*Texte de la page*.
_ _ _ _ _ _ _

Ecouter, et puis s’engager, continuer à agir, comme nous essayons de le faire, par plus de proximité, par plus d’efficacité de l’action publique, par la reconquête de tous les espaces publics délaissés, par plus d’actions qui forgent le lien social aussi, car la méfiance et la peur se nourrissent avant tout de l’isolement. Je crois que malgré tout nous avons un modèle poitevin à défendre : un modèle riche de son maillage associatif et de ses acteurs de l’éducation populaire ; riche de l’unité dans la diversité de ses différents quartiers ; riche de la confiance en l’humain qui doit réinvestir tous nos quartiers, comme nous l’affirmons par exemple aujourd’hui en créant un service public de la médiation sociale à Poitiers.

_ _ _ _ _ _ _

*Données fournies*.
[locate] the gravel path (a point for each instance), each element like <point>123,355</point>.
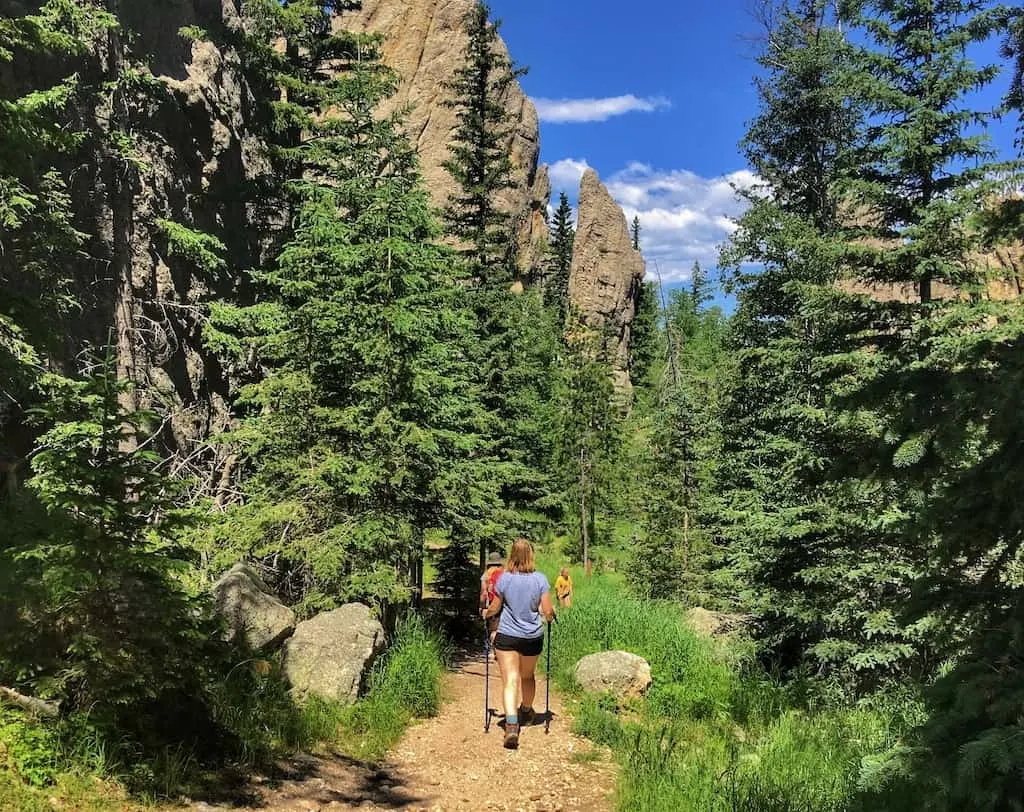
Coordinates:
<point>448,763</point>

_ _ _ _ _ _ _

*Consignes de l'exercice*.
(a) D'après le texte de la page, quel service public est créé à Poitiers ?
(b) Recopiez le passage du texte de la page qui commence par « Ecouter, et puis » et se termine par « sociale à Poitiers. », en substituant « la défiance » à « la méfiance ».
(c) Indiquez si chacune des affirmations suivantes s'accorde avec le texte de la page, en répondant par oui ou par non et en citant les mots décisifs du texte. (i) La méfiance et la peur se nourrissent avant tout de l'isolement. (ii) Le modèle poitevin est présenté comme riche de son maillage associatif. (iii) Les espaces publics délaissés doivent être abandonnés.

*Réponses dans l'ordre*.
(a) Un service public de la médiation sociale.

(b)
Ecouter, et puis s’engager, continuer à agir, comme nous essayons de le faire, par plus de proximité, par plus d’efficacité de l’action publique, par la reconquête de tous les espaces publics délaissés, par plus d’actions qui forgent le lien social aussi, car la défiance et la peur se nourrissent avant tout de l’isolement. Je crois que malgré tout nous avons un modèle poitevin à défendre : un modèle riche de son maillage associatif et de ses acteurs de l’éducation populaire ; riche de l’unité dans la diversité de ses différents quartiers ; riche de la confiance en l’humain qui doit réinvestir tous nos quartiers, comme nous l’affirmons par exemple aujourd’hui en créant un service public de la médiation sociale à Poitiers.

(c)
(i) Oui : « la méfiance et la peur se nourrissent avant tout de l’isolement ».
(ii) Oui : « un modèle riche de son maillage associatif ».
(iii) Non : « par la reconquête de tous les espaces publics délaissés ».